— START OF Dataset records —

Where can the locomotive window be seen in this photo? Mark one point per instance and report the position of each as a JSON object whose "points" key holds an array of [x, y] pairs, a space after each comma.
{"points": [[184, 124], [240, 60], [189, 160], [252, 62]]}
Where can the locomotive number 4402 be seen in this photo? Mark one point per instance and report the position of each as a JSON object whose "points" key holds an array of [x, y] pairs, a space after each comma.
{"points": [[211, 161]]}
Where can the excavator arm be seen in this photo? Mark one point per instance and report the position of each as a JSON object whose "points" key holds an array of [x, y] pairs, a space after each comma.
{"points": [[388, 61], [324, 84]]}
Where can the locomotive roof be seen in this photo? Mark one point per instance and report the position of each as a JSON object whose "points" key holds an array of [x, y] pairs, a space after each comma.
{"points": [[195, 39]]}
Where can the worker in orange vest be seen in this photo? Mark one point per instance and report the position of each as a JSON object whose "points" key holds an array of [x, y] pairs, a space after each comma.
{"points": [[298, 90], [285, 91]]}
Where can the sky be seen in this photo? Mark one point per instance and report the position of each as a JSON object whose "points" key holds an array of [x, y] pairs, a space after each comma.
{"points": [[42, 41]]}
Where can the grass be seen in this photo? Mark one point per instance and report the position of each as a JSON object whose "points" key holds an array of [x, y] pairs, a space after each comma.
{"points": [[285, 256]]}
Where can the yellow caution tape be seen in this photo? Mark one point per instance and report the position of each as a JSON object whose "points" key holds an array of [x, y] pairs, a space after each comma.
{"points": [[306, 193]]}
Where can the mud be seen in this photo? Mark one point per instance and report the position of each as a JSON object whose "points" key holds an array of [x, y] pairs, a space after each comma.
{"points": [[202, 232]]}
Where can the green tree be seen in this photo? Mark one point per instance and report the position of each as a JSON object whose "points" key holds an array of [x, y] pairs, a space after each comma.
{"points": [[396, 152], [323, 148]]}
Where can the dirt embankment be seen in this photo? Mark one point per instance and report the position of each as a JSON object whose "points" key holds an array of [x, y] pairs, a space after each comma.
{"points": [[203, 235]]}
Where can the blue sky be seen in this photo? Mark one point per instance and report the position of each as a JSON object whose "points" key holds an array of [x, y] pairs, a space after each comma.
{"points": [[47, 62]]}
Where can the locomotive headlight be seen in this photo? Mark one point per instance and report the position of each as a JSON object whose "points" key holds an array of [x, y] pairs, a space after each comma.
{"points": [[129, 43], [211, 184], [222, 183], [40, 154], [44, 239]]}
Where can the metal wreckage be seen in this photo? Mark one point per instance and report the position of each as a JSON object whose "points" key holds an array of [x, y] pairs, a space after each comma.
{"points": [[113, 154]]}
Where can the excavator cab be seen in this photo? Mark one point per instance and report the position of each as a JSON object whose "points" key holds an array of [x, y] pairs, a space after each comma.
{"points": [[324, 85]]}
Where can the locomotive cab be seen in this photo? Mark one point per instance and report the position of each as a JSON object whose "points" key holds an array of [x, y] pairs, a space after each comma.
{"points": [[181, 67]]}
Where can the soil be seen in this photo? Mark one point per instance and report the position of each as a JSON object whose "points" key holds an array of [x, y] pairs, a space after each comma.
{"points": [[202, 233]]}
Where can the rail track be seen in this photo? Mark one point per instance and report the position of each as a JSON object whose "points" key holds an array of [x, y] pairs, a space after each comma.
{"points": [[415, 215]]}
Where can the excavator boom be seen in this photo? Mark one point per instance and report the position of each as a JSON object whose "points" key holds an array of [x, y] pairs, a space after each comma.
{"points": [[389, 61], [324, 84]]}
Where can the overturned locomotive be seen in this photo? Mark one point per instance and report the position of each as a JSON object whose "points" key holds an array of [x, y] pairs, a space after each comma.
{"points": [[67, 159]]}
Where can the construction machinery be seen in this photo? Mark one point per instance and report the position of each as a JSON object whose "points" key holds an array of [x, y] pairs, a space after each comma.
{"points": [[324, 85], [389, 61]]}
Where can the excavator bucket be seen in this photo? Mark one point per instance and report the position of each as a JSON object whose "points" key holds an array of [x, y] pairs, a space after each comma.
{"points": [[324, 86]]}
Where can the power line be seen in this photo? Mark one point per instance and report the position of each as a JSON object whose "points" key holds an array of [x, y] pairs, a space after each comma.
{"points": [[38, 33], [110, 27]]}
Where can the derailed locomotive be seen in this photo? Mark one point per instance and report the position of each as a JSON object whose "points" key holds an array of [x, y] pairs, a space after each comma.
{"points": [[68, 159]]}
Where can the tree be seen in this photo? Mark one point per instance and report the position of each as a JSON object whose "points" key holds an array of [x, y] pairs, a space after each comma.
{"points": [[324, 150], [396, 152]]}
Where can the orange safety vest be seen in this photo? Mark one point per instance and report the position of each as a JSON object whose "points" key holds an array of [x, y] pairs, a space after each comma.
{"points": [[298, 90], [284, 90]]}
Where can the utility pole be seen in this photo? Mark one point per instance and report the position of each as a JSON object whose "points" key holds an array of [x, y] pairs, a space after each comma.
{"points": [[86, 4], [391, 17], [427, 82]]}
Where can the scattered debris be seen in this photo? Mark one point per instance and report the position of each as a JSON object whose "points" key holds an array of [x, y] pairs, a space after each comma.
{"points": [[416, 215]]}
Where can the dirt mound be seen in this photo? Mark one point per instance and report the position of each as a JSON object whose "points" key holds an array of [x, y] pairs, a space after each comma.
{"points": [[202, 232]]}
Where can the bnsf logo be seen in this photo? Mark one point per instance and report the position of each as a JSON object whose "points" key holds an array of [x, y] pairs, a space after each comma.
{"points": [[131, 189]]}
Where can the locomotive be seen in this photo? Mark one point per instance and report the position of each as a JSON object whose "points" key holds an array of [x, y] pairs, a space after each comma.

— END OF Dataset records —

Please reproduce every line of the material word for word.

Where can the locomotive window be seen in this photo? Mark one point per instance and report the position of each as a JSON object whose "points" key holds an array of [x, y] pairs, a space after each comma.
{"points": [[184, 124], [240, 60], [189, 160], [252, 62]]}
Where can the locomotive number 4402 be seen in this photo? Mark one point per instance and report the position of each as a JSON object whose "points" key holds an array of [x, y] pairs, a space after each comma.
{"points": [[211, 161]]}
Where can the excavator arm be seen in this photo? Mark one point per instance and report the position of each as a JSON object whose "points" key holds an array of [x, y] pairs, a space after each comma.
{"points": [[388, 61], [324, 84]]}
Where can the locomotive roof be seen in this photo? Mark one point per instance and report the position of each as a JSON object whose "points" key holds an array of [x, y] pairs, a space after each comma.
{"points": [[195, 39]]}
Where can the worker in orange vest be seen in this photo? Mark one point per instance and report the position of each as a JSON object whose "points" key holds an array of [x, y] pairs, a space after each comma.
{"points": [[298, 90], [285, 91]]}
Where can the sky be seen in this photo? Mark one point per instance and report the position of each as a JSON object whose "points" key holds an array of [x, y] pairs, a space after each comma.
{"points": [[42, 41]]}
Where can the grass be seen in this photo? Mark one point per instance and report the position of each as a JSON object whose "points" key holds an array of [x, y] pairs, a space after each comma.
{"points": [[285, 256]]}
Where can the yellow caution tape be seen in this photo? Mark one point per instance and report the position of each as a JSON object whose "points" key holds an array of [x, y] pairs, a space after each comma.
{"points": [[306, 193]]}
Where can the mud be seen in this photo? Mark one point per instance and report the position of each as a JSON object whose "points" key holds an array of [x, y] pairs, a space after each comma.
{"points": [[202, 232]]}
Where can the green tree be seen in this photo? Mark one point per instance and report the position of each as a JSON object whose "points" key holds an array of [x, y] pairs, a space after each comma.
{"points": [[396, 152], [323, 148]]}
Where can the dirt embankment be seen in this photo? Mark one point per instance and report the position of each as a JSON object whose "points" key holds an array of [x, y] pairs, a space after each comma.
{"points": [[203, 235]]}
Where can the blue sky be seen in this photo? Mark one point per instance and report the position of each as a JSON object whose "points" key holds an array of [x, y] pairs, a space after each comma.
{"points": [[47, 62]]}
Where can the locomotive headlight be seen in this photo? Mark one point per instance and report the position of each as a JSON object whose "points" key holds an array of [x, y] pairs, a space after each comma.
{"points": [[129, 43], [211, 184], [222, 183], [40, 154], [44, 239]]}
Where can the metal wreckage be seen in this photo? Mark one point per instance and report the position of each as a JSON object whose "points" key holds an array of [x, y] pairs, a space after each comma.
{"points": [[113, 154]]}
Where can the excavator cab be seen in this photo? Mark one point per instance and report the position of each as a JSON object whose "points" key holds an array of [x, y] pairs, a space after each comma.
{"points": [[324, 85]]}
Where can the locomotive cab be seen in this photo? Mark one point per instance and report the position of each as a JSON object whose "points" key holds an array of [x, y] pairs, a space after each comma.
{"points": [[181, 67]]}
Where can the soil be seen in this photo? Mark one point per instance and report the position of each as a JSON object whose "points" key holds an array of [x, y] pairs, a space after each comma.
{"points": [[202, 233]]}
Where can the rail track be seen in this photo? Mark one point per instance and report the position of each as a JSON object whose "points" key holds an array of [x, y] pairs, a space after each comma.
{"points": [[415, 215]]}
Where can the excavator boom be seen in this photo? Mark one point per instance and report the position of each as a JSON object whose "points" key holds an array of [x, y] pairs, a space after each comma.
{"points": [[389, 61], [324, 84]]}
Where can the overturned locomotive be seen in this photo? Mark one point per instance and report the position of each as a JSON object whose "points" key holds an array of [x, y] pairs, a space after each comma.
{"points": [[67, 159]]}
Where can the construction machinery be seen in this photo? Mark one point per instance and report the position of each as a JSON object whose "points" key holds an array of [x, y] pairs, a space after each comma.
{"points": [[324, 85], [389, 61]]}
Where can the excavator bucket be seen in this photo? Mark one point per instance and report the position of each as a JSON object whose "points" key holds an array of [x, y] pairs, a space after each comma.
{"points": [[324, 86]]}
Where can the power line be seen in this photo? Mark one point per instance and report the position of each as a JSON object whose "points" key holds an array of [x, y] pairs, a space after each comma.
{"points": [[38, 33], [110, 27]]}
Where can the derailed locomotive be seen in this photo? Mark one point per instance and report the position of each as a JSON object whose "points" key holds an array of [x, y] pairs, a space after each comma.
{"points": [[68, 159]]}
Where can the tree be seen in this photo? Mark one point per instance and report the position of each as a JSON object whose "points" key holds an array of [x, y] pairs, a space after each comma.
{"points": [[324, 150], [396, 152]]}
Where can the orange safety vest be seen in this photo? Mark one point per instance and report the position of each as a JSON object whose "points" key holds an array of [x, y] pairs, a space after each comma.
{"points": [[298, 90], [284, 90]]}
Where can the utility pole be seen in this photo? Mark one point per instance and report the position of each as a JSON object whose "points" key holds an array of [x, y] pairs, a space after each comma.
{"points": [[86, 4], [391, 17], [427, 82]]}
Where can the scattered debris be seen in this photo? Mark one point per instance and report the position of each as a JSON object whose "points" key holds an array of [x, y] pairs, a space after each comma.
{"points": [[416, 215]]}
Where can the dirt mound be seen in this photo? Mark one point per instance and report the position of each as a JSON object whose "points" key holds an array of [x, y] pairs, a space after each comma.
{"points": [[202, 232]]}
Where can the bnsf logo be seen in this photo? Mark one point per instance and report the position of each as a JSON object whose "points" key holds an array of [x, y] pairs, a space after each comma.
{"points": [[131, 189]]}
Where can the locomotive be seen in this photo? Mark one point per instance and report the position of each as a JSON object whose "points" key holds an array of [x, y] pairs, a space after each comma.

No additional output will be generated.